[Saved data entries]
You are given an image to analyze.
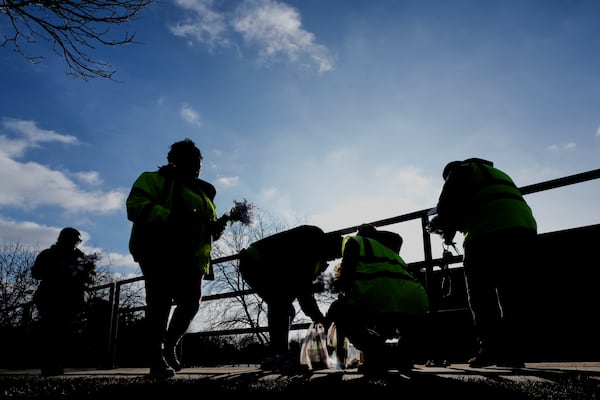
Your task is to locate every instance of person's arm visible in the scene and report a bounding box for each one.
[338,238,360,293]
[436,166,470,242]
[125,172,170,223]
[31,250,49,281]
[298,289,325,323]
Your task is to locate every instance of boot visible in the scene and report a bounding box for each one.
[164,344,181,372]
[148,344,175,379]
[148,357,175,379]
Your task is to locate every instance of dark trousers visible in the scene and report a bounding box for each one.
[463,229,537,358]
[139,258,203,363]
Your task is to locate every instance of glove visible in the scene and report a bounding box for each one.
[442,231,456,246]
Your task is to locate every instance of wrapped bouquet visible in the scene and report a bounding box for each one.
[224,199,254,225]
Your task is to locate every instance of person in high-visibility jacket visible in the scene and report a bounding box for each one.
[327,224,429,374]
[126,139,227,378]
[430,158,537,368]
[239,225,342,374]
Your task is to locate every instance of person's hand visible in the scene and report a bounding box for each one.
[211,214,229,240]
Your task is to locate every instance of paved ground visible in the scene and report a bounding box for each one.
[0,362,600,400]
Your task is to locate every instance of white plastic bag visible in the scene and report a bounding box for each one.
[300,323,329,370]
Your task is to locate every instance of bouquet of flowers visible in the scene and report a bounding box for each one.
[223,199,254,225]
[73,253,100,283]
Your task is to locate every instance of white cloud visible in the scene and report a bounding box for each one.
[217,176,240,187]
[171,0,334,72]
[2,118,78,146]
[546,142,577,152]
[0,119,126,213]
[179,104,202,126]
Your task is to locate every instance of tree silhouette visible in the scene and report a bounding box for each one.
[0,0,154,80]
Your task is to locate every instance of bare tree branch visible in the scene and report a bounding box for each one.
[0,0,154,80]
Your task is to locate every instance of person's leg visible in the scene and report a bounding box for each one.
[463,239,501,367]
[39,307,64,376]
[164,265,203,371]
[498,231,536,367]
[267,298,296,355]
[140,260,175,377]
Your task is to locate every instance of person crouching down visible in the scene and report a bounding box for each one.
[328,225,429,375]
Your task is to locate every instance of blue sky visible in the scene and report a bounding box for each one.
[0,0,600,274]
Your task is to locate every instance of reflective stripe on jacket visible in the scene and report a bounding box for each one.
[342,236,429,315]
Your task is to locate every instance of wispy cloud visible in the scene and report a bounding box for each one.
[179,104,202,126]
[0,119,126,213]
[546,142,577,152]
[171,0,334,72]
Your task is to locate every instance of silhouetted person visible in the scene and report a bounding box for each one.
[31,228,95,376]
[430,158,537,368]
[328,224,429,374]
[239,225,342,373]
[126,139,227,378]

TO DO. Please add 33 to every bounding-box coordinate from the line with "Your task is to locate every instance of person's leg" through the end of the records, and write out all of those lines again, requests included.

OUTPUT FOR THIS EXERCISE.
Your task is to locate every instance of person's leg visible in the scene and report a bounding box for each one.
[496,272,534,400]
[72,340,97,409]
[197,298,236,404]
[531,264,569,400]
[300,331,329,388]
[173,293,208,410]
Your task is to locate every instance of person crouching down visible in the scene and report a bounding box for each one.
[361,258,462,408]
Your task is to locate every instance of blue sky visible in the scene and report a bounding box for each one.
[33,33,633,307]
Your task is to locate every instance of reflective stripe on jacket visible in the scene and report a bounding box for each one.
[375,269,462,348]
Your task is to locate every instance of wispy cloud visible in the scene and report a bounding box for each one.
[212,137,235,159]
[33,152,159,246]
[579,175,610,185]
[204,33,367,105]
Your task is to locate every instance of silhouetted person visible in the scene and report a bounding box for each one.
[64,261,128,409]
[463,191,570,401]
[361,257,462,407]
[272,258,375,406]
[159,172,260,411]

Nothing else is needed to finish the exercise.